• [EXTRAIT CHOISI]
•••••

Le cas de la chapelle royale de Versailles est typique de la complexité des problèmes qui sont devant nous. Elle n'a jamais été une paroisse, et son caractère privé au regard du droit canon est devenu manifeste : c'est un fait (se prouvant par tout moyen). Mais c'est également un fait que la messe y est dite une fois par mois, par un prêtre désigné par l'évêque, avec l'accord de l'administration du château. Les dirigeants du château se sont justifiés en présentant la chapelle comme un espace muséal, un lieu non consacré, seulement "béni" ; même si c'est exact, il est clair qu'il y a eu abus de droit, et manquement à l'obligation de respect, avec franchissement de la ligne jaune. Espace muséal, la Chapelle royale ne s'était jamais offerte à des initiatives profanes aussi décalées ; les expositions en ce lieu, rarissimes, n'ont à notre connaissance jamais été inconvenantes : la dernière en date présentait des tapis commandés au XVIIIe siècle à la manufacture de la Savonnerie pour la Chapelle elle-même, après sa consécration en 1710.

•••••

• [DONNÉES FOURNIES]

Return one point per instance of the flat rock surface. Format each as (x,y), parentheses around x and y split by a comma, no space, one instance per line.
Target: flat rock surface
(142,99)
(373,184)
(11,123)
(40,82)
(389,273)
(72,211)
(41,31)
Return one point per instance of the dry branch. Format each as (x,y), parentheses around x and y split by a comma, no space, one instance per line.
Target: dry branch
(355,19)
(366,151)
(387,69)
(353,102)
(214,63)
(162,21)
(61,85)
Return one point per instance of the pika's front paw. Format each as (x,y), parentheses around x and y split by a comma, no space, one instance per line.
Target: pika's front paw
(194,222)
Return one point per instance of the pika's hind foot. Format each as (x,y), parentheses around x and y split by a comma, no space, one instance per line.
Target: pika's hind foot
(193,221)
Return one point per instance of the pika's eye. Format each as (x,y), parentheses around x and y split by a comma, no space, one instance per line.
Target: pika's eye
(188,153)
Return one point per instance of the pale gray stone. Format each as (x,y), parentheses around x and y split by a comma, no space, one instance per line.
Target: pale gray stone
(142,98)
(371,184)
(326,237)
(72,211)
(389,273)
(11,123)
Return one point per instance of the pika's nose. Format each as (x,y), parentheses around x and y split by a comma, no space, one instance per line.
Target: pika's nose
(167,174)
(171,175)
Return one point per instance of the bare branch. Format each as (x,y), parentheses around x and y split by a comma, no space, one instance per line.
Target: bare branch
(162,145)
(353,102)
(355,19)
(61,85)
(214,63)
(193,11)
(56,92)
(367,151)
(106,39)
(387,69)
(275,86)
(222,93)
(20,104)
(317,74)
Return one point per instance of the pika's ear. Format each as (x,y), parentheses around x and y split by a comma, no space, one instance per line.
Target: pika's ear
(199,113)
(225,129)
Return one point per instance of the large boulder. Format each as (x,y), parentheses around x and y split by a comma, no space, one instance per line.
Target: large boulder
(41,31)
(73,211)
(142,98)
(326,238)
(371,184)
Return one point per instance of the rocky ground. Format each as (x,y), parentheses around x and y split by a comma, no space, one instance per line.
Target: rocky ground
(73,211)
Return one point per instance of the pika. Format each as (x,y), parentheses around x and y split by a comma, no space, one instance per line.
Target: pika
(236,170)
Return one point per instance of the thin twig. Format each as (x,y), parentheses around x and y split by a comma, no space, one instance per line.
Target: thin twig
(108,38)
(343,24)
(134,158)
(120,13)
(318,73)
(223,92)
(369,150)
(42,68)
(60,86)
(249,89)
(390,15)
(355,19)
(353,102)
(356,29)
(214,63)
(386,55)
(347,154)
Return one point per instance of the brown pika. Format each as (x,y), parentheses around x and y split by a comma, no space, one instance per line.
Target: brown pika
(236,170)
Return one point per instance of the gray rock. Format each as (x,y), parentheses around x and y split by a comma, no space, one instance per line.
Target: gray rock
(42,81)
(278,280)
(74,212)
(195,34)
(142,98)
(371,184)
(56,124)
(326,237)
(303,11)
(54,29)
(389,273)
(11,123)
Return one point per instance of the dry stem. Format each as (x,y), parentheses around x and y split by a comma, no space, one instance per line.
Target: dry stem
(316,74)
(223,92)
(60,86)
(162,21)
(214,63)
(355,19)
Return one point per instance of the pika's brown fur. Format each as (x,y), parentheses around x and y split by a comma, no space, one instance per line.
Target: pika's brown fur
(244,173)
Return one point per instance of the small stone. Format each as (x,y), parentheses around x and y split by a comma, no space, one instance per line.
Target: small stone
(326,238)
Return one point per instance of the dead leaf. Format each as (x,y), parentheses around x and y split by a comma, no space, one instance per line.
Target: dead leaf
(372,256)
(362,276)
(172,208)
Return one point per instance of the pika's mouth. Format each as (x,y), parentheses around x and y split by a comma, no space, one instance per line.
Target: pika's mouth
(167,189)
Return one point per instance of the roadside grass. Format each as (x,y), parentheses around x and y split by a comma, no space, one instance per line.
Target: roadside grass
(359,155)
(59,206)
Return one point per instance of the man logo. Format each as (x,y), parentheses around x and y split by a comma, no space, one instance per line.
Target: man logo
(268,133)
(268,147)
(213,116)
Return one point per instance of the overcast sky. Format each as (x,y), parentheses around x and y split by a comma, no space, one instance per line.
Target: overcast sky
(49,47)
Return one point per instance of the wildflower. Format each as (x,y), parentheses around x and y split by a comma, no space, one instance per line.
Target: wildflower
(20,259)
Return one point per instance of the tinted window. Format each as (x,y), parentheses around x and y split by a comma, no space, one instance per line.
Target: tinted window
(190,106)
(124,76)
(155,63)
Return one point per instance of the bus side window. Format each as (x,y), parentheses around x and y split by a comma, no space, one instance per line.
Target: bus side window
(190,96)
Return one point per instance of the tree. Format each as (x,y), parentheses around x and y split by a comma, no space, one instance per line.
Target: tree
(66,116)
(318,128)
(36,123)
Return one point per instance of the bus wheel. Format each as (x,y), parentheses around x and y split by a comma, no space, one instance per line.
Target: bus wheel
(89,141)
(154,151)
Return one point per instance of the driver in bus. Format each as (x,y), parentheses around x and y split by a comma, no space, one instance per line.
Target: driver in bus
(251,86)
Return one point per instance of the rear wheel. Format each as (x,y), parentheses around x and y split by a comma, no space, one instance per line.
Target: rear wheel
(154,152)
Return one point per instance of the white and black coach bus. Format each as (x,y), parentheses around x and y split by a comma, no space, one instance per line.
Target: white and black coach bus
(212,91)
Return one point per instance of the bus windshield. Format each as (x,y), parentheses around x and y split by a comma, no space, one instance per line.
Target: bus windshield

•••••

• [ACTIONS REQUISES]
• A. Répondez aux questions suivantes d'après le texte sur la chapelle royale de Versailles.
(i) À quelle fréquence la messe est-elle dite dans la chapelle ?
(ii) Qui désigne le prêtre qui la célèbre ?
(iii) En quelle année la chapelle a-t-elle été consacrée ?
• B. Poursuivez le texte sur la chapelle royale de Versailles après sa dernière phrase.

• [RÉPONSES DANS L'ORDRE]
• A.
(i) Une fois par mois.
(ii) L'évêque, avec l'accord de l'administration du château.
(iii) En 1710.

• B.
Dans un communiqué (cf. infra), Mgr Aumonier a révélé qu'une convention était en cours de discussion pour garantir le maintien de l'exercice du culte catholique dans la Chapelle royale. La négociation sera-t-elle rendue plus facile par l'émotion provoquée par l'administration du château ? Puisse l'incident inciter chacun à la sagesse. Et puisse la culture française donner le meilleur d'elle-même en s'inclinant devant le caractère propre des lieux de culte et le privilège de leur indisponibilité.
Des robes de mariée Christian-Lacroix
dans la chapelle du château de Versailles
Communiqué de Mgr Éric Aumonier, évêque de Versailles
À l'intention des personnes ayant protesté contre l'exposition de haute couture prévue les 7 et 8 octobre dans la chapelle royale du château de Versailles.
De nombreuses personnes ont réagi à l'annonce provocante de l'exposition de robes de mariées d'un grand couturier dans la chapelle royale du château de Versailles, les 7 et 8 octobre prochains. Comprenant leur réaction que je partage, j'ai fait part de ma protestation à Mme Albanel, présidente de l'Établissement public du musée et du domaine national de Versailles, organisatrice de cette manifestation.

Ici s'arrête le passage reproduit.